**WORK TO BE COMPLETED**: After locating the line with "Find the white star" in the entries below, output it and each following line up to and including the line with "Find the forested", exactly and without pictures.

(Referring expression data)
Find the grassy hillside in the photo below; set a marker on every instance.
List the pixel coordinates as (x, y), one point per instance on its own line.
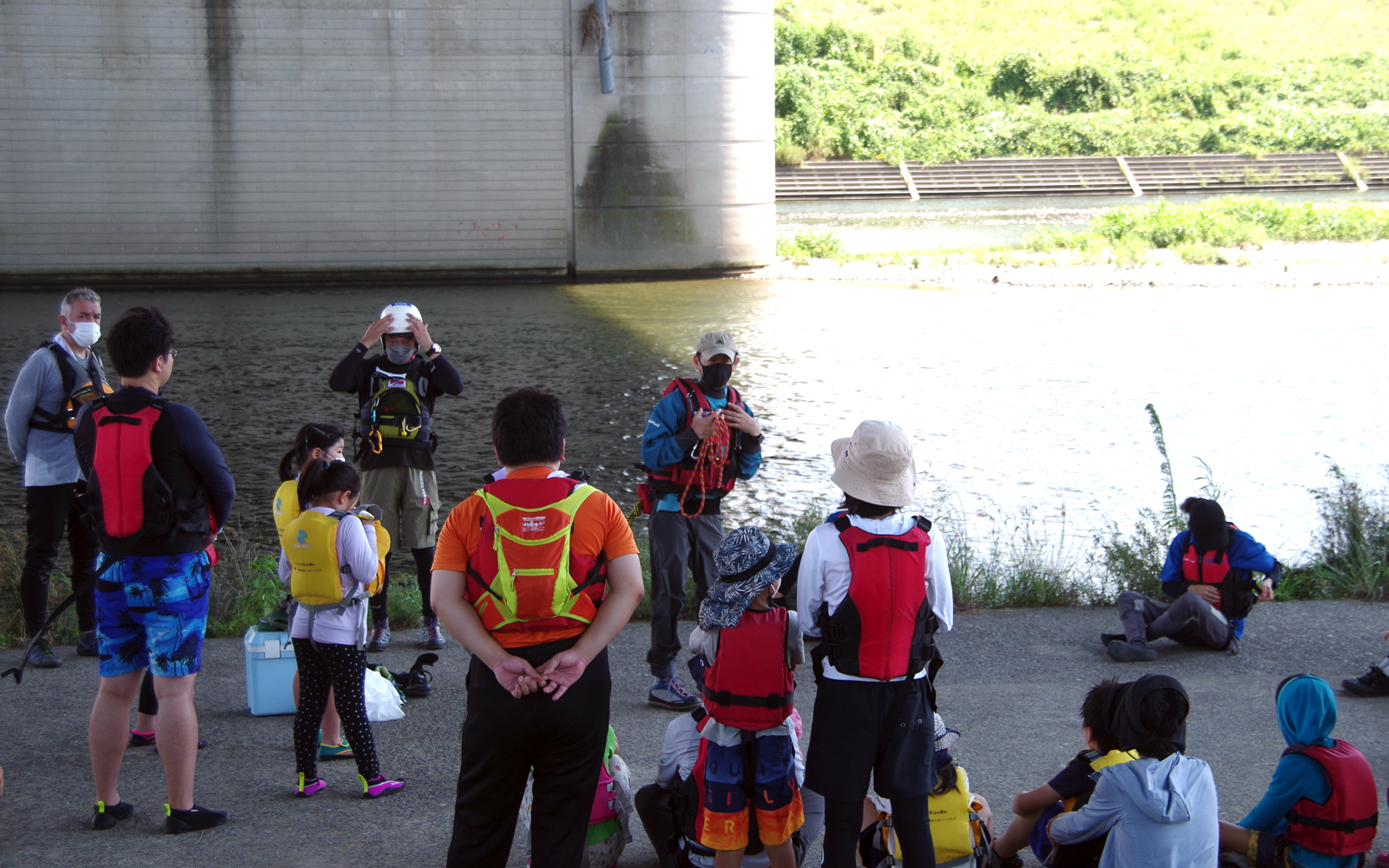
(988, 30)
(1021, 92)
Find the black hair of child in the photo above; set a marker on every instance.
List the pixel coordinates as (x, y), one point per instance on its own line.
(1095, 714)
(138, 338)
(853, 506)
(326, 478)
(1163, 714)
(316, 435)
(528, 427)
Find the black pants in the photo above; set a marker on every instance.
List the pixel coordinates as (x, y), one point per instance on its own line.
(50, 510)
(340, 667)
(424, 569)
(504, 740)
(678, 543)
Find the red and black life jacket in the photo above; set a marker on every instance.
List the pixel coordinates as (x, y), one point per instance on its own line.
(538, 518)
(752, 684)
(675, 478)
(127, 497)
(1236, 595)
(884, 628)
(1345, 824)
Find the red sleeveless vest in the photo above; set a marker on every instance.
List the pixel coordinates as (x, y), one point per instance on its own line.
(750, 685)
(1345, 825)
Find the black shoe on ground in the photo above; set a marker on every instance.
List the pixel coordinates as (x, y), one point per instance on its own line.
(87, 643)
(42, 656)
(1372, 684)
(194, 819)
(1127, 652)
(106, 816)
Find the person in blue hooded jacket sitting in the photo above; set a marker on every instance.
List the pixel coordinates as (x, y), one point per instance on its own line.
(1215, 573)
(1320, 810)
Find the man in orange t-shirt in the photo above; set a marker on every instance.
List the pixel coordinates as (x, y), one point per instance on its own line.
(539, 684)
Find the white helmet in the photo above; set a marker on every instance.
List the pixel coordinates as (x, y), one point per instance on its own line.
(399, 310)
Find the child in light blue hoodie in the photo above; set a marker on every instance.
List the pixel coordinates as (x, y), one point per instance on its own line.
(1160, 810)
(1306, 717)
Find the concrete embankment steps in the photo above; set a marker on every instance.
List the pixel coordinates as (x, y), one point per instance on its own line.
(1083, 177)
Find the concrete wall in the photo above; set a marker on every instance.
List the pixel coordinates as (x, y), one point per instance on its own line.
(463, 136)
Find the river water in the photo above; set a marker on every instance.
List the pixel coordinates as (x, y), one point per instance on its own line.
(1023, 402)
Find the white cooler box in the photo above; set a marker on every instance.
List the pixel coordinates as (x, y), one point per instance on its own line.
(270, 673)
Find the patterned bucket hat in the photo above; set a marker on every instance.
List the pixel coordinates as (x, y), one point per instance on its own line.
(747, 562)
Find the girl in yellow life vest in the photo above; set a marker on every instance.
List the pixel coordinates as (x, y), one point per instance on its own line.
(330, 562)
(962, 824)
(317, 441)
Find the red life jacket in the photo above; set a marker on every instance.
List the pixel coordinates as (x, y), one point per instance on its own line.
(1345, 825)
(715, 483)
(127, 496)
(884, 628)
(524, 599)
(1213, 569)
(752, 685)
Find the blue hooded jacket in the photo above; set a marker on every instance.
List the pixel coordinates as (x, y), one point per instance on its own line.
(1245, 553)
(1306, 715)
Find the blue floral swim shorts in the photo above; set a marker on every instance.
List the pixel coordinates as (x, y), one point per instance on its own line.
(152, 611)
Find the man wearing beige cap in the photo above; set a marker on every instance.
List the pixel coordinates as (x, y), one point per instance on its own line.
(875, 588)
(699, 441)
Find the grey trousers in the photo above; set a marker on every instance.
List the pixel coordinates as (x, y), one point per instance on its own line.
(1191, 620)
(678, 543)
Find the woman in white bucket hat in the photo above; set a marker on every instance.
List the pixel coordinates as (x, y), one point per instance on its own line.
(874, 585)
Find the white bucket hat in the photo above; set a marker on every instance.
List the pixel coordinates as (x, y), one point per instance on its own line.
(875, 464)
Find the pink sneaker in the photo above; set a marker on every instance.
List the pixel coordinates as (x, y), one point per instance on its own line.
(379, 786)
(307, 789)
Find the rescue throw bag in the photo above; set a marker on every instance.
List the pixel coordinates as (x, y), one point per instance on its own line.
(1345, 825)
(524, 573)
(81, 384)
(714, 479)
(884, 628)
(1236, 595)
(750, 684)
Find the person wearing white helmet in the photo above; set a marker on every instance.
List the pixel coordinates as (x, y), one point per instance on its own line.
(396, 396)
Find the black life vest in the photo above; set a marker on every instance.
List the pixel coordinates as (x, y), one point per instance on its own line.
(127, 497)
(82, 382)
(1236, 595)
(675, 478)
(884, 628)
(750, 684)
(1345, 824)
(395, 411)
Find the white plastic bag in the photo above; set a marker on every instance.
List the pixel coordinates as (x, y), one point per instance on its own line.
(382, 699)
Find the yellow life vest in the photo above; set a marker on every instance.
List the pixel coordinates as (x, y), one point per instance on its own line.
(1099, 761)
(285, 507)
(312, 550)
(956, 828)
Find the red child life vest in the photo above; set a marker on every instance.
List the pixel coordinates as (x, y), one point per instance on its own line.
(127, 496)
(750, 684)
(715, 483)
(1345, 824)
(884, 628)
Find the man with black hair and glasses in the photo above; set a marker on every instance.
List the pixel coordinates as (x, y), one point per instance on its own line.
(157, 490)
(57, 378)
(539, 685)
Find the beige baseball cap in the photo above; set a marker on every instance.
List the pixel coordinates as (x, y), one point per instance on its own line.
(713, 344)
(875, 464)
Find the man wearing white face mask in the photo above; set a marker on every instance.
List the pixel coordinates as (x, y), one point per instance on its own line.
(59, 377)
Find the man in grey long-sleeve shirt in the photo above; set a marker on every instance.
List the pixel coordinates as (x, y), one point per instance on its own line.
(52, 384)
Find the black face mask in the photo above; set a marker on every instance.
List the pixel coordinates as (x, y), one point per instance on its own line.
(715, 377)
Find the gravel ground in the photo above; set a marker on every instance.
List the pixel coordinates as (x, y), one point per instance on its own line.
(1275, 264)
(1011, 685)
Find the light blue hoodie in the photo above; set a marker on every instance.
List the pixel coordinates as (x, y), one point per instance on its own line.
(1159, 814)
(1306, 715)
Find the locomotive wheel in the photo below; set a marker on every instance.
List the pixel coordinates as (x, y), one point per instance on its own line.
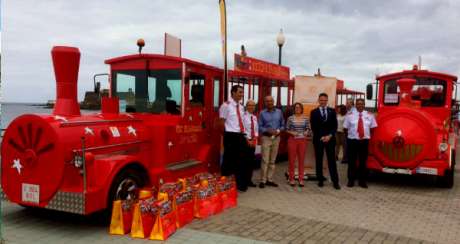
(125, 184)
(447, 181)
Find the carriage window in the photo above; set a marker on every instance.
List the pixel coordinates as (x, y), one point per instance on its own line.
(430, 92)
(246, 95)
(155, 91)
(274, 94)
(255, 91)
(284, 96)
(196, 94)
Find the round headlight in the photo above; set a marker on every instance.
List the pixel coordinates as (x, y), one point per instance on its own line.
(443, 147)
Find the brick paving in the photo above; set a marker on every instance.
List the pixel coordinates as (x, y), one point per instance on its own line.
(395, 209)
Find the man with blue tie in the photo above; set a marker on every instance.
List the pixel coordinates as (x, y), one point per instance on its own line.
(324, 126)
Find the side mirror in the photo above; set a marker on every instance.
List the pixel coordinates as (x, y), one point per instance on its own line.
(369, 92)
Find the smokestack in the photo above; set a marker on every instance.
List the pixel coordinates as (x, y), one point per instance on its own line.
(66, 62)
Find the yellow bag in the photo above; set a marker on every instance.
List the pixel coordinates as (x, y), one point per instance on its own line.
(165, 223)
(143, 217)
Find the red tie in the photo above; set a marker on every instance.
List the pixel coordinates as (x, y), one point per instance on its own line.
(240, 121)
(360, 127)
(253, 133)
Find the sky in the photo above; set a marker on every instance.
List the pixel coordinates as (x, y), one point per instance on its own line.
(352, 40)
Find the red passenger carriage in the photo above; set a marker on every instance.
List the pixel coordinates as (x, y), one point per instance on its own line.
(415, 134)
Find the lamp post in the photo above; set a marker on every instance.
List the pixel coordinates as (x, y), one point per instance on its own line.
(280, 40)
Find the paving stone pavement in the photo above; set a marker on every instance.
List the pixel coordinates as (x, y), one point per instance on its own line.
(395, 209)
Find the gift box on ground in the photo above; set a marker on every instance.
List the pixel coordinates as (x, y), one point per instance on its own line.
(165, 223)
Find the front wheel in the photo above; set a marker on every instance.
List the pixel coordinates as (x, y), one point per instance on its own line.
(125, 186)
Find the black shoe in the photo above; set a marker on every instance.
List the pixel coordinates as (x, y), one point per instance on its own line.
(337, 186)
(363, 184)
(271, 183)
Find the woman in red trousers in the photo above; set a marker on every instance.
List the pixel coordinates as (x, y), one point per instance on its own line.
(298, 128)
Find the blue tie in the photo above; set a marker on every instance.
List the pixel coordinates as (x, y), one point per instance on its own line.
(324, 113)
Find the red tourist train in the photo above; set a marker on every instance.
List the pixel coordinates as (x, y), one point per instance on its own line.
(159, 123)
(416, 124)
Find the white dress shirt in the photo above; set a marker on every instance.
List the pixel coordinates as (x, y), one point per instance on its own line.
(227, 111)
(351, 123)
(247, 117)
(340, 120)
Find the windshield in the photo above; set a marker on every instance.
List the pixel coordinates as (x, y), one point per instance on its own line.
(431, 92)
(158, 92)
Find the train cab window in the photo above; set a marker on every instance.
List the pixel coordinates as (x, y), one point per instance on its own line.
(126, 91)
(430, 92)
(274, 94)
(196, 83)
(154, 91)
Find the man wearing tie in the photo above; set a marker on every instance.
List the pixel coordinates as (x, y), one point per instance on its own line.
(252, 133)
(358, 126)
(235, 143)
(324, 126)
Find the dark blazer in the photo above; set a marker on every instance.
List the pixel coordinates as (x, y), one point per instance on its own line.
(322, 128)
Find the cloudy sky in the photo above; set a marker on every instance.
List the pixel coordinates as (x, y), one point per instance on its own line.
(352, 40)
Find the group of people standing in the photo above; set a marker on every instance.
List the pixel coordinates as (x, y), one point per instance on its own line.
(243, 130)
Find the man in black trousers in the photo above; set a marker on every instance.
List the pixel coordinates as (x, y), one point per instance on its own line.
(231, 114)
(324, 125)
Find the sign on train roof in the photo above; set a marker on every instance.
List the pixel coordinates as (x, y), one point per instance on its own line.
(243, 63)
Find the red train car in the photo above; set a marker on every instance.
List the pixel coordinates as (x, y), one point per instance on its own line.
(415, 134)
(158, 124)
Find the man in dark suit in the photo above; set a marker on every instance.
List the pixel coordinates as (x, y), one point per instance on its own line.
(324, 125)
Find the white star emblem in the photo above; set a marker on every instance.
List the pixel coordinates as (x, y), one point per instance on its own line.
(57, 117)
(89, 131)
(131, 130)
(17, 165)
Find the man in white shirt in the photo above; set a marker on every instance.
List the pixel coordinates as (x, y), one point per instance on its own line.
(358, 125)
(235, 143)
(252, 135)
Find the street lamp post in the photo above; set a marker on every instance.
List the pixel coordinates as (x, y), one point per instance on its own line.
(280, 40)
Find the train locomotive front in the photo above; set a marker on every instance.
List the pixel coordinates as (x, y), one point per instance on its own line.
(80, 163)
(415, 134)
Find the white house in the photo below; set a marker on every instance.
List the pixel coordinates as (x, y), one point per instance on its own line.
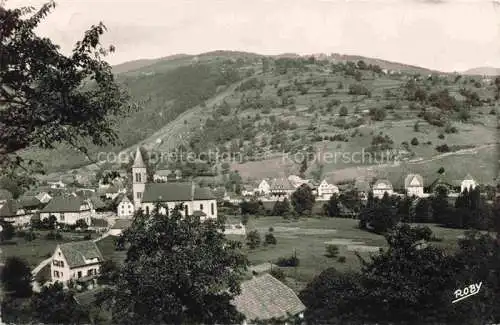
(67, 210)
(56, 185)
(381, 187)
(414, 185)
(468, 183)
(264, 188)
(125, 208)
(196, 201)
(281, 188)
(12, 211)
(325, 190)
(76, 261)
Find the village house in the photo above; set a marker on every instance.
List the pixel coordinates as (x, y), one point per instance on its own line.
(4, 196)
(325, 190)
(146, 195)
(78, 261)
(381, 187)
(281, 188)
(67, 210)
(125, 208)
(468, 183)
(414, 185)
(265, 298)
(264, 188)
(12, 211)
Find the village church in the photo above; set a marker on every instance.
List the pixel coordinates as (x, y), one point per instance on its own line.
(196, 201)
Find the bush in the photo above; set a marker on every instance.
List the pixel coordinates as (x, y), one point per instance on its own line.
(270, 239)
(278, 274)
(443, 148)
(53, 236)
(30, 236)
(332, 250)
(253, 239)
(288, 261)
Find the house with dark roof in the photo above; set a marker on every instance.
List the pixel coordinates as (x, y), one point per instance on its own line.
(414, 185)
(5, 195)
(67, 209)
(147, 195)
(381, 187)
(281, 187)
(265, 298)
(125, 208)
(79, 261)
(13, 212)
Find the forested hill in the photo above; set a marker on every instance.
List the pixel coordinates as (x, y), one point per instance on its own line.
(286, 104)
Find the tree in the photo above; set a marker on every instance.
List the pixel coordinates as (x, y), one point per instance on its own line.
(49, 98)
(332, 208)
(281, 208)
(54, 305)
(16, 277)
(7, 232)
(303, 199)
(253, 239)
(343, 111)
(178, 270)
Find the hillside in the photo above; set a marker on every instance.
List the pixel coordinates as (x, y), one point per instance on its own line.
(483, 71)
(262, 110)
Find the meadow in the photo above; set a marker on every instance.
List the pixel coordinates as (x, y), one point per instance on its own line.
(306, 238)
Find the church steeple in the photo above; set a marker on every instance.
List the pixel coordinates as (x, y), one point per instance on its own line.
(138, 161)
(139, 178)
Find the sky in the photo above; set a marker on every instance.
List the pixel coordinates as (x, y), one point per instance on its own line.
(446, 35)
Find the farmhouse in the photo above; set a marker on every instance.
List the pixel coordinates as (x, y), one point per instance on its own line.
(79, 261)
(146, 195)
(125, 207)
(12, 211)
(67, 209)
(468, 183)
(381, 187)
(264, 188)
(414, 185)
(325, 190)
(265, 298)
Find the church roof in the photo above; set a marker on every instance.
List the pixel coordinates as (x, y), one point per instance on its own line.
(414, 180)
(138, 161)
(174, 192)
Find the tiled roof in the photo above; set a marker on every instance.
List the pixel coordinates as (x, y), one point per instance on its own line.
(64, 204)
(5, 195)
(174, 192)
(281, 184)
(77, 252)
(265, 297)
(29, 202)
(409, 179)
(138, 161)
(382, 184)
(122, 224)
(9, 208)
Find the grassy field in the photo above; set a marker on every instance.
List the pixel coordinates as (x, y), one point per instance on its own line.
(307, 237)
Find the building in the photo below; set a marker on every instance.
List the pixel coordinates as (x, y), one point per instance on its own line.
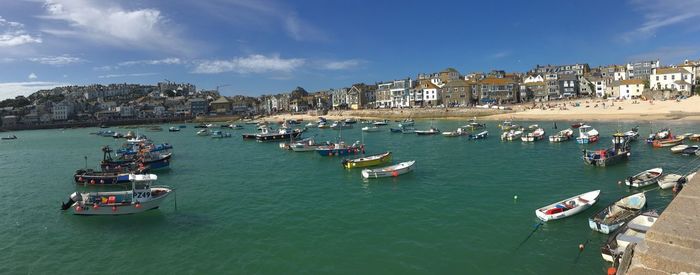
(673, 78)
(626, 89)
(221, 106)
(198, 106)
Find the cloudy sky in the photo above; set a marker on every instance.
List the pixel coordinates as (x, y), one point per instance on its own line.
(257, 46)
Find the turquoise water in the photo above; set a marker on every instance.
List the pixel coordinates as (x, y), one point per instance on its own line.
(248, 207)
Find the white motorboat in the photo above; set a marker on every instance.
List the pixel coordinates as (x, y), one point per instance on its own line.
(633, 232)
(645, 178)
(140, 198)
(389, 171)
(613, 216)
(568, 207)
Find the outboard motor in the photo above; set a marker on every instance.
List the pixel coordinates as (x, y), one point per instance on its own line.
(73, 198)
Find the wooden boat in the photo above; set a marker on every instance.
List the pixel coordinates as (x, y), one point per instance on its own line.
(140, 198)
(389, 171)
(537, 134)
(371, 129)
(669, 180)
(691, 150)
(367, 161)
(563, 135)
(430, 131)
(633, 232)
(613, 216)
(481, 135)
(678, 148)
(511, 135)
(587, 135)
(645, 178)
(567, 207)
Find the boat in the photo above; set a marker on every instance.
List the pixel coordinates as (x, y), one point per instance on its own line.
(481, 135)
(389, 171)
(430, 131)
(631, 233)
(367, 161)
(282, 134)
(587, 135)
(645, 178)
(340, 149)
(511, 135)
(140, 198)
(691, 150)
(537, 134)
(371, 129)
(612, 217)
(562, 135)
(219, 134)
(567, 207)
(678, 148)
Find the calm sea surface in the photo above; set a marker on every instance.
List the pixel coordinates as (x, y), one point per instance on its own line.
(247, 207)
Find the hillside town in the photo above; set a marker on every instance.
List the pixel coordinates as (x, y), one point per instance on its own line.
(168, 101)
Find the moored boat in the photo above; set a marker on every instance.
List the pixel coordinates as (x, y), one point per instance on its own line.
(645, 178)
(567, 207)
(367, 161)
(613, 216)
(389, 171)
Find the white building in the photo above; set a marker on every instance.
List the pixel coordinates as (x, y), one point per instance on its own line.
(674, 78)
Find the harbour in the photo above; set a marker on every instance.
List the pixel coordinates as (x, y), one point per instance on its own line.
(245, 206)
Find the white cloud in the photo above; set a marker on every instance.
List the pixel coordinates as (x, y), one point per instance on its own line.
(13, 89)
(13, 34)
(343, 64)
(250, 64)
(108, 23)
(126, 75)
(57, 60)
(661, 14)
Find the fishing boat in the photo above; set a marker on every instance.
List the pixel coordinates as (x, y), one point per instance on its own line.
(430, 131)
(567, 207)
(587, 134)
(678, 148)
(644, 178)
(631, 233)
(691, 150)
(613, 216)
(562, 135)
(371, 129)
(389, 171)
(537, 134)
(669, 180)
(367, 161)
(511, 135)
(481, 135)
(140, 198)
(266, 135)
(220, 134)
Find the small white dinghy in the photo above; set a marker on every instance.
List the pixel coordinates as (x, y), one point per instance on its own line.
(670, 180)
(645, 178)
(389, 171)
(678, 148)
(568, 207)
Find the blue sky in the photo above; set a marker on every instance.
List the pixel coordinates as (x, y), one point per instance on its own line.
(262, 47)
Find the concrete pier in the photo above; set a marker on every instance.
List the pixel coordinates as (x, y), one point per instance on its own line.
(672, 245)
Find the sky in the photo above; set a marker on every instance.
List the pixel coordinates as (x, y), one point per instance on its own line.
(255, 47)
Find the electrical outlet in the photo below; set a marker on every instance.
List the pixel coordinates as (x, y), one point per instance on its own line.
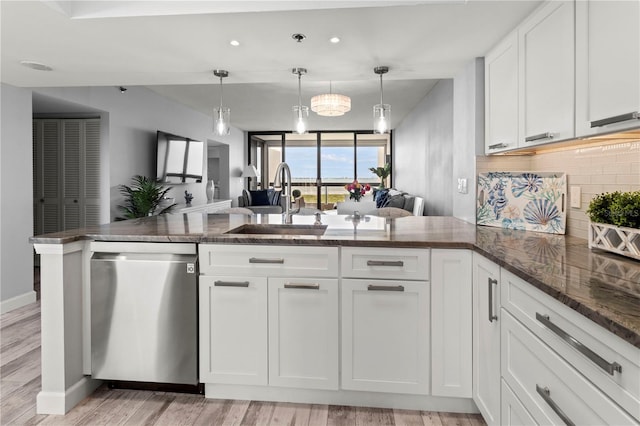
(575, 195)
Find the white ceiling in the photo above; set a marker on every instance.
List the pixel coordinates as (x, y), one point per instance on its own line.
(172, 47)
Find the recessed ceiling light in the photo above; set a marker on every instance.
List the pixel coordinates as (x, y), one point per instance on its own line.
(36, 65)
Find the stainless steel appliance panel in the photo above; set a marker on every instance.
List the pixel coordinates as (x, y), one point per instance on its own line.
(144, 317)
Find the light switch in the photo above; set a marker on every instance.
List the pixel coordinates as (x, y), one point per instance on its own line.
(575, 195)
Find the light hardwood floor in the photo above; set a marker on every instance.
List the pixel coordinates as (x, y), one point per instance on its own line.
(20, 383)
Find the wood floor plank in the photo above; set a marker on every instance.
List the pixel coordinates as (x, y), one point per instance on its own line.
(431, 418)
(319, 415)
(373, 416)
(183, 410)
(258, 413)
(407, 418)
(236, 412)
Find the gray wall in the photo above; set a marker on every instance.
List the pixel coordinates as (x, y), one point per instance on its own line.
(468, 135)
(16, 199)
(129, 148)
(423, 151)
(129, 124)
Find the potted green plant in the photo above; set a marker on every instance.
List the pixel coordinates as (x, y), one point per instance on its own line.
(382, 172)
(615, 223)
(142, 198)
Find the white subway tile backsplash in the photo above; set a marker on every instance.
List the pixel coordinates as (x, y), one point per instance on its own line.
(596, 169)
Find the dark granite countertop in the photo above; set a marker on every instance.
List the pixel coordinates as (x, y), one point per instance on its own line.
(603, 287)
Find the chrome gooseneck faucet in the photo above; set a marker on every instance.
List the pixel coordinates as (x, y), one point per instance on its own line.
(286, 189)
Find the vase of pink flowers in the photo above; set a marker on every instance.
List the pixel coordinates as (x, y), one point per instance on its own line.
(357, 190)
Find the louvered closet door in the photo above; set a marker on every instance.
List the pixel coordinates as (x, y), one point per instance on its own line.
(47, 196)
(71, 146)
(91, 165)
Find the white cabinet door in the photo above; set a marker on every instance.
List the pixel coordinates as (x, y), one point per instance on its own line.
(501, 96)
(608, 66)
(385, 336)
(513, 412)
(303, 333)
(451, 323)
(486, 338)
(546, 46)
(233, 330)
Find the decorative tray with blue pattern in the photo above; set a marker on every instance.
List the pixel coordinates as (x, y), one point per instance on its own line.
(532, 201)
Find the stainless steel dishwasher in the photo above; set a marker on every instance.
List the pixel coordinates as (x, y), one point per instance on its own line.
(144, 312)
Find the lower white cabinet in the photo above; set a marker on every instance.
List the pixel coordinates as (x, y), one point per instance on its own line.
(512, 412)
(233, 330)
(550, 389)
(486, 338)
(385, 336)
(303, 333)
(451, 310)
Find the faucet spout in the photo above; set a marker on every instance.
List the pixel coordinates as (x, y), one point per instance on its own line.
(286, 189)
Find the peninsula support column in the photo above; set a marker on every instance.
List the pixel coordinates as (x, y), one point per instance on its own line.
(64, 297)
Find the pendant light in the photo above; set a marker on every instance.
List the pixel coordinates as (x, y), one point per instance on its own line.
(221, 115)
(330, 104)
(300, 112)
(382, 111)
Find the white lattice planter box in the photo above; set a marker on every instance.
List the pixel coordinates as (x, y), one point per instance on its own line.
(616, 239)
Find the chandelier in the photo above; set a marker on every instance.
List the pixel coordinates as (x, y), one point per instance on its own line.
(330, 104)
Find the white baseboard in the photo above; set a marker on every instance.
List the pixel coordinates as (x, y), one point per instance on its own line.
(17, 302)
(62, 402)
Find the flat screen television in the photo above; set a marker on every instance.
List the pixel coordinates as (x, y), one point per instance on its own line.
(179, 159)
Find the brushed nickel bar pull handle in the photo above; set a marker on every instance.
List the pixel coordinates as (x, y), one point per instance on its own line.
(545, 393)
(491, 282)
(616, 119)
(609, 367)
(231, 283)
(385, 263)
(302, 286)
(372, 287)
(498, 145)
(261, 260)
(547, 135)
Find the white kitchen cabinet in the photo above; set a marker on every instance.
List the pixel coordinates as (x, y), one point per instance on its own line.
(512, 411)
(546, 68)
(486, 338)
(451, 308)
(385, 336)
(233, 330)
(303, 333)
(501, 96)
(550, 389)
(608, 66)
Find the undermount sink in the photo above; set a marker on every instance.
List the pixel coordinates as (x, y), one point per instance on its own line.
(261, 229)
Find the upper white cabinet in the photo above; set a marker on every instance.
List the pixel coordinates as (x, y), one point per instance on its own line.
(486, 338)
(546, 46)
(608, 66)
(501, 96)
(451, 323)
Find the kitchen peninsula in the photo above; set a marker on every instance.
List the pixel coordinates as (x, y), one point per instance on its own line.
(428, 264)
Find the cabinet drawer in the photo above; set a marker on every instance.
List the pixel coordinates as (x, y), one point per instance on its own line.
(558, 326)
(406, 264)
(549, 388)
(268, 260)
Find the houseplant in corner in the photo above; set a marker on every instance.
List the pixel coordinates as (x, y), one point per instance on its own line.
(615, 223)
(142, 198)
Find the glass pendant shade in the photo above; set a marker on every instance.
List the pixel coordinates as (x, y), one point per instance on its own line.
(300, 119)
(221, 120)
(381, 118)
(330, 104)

**OUTPUT BELOW**:
Find the white star emblem in the photo above; set a marker on every instance.
List the pixel coordinates as (x, y), one point per instance on its own line.
(57, 117)
(89, 131)
(131, 130)
(17, 165)
Find the man in white shirt in the photo above; set a marker on every instance.
List the pixel coordinates as (x, y), one point per instance on its own line.
(358, 125)
(235, 143)
(252, 135)
Find the street lamp post in the photo above; set a marker on every instance.
List the pixel coordinates as (x, y), one point per instance on its own line.
(280, 40)
Find the train locomotive front in the photo above; set a marker on every instance.
List the pixel coordinates as (x, y), one point per instance on its own line.
(80, 163)
(415, 134)
Find the white house in the photo below; set a marker on every instance.
List the pixel coordinates as (x, y), one point per instance on its own line.
(67, 210)
(56, 185)
(381, 187)
(414, 185)
(468, 183)
(264, 188)
(125, 208)
(196, 201)
(281, 188)
(12, 211)
(325, 190)
(76, 261)
Find the village house in the photo above; set a marker on every instance.
List the pixel coordinates as (x, y), one point per instance on its own line.
(4, 196)
(325, 190)
(146, 195)
(78, 261)
(381, 187)
(281, 188)
(67, 210)
(125, 208)
(468, 183)
(414, 185)
(265, 298)
(264, 188)
(12, 211)
Find the village church in the photo above; set a marker on every instance.
List the pixel coordinates as (x, y), one point per instance on its own line.
(196, 201)
Find the bush in the photo above; set a marker on every instance.
List the pixel coordinates as (x, y), one point per instance on its own line.
(270, 239)
(278, 274)
(443, 148)
(53, 236)
(30, 236)
(332, 250)
(253, 239)
(288, 261)
Find the house with dark roof in the photo above; set a marker on every instance.
List the pixel coordinates as (x, y), one point per instance on its own line.
(414, 185)
(5, 195)
(67, 209)
(147, 195)
(381, 187)
(281, 187)
(265, 298)
(125, 208)
(79, 261)
(13, 212)
Find the forested hill in the photo above; set a marker on every instance.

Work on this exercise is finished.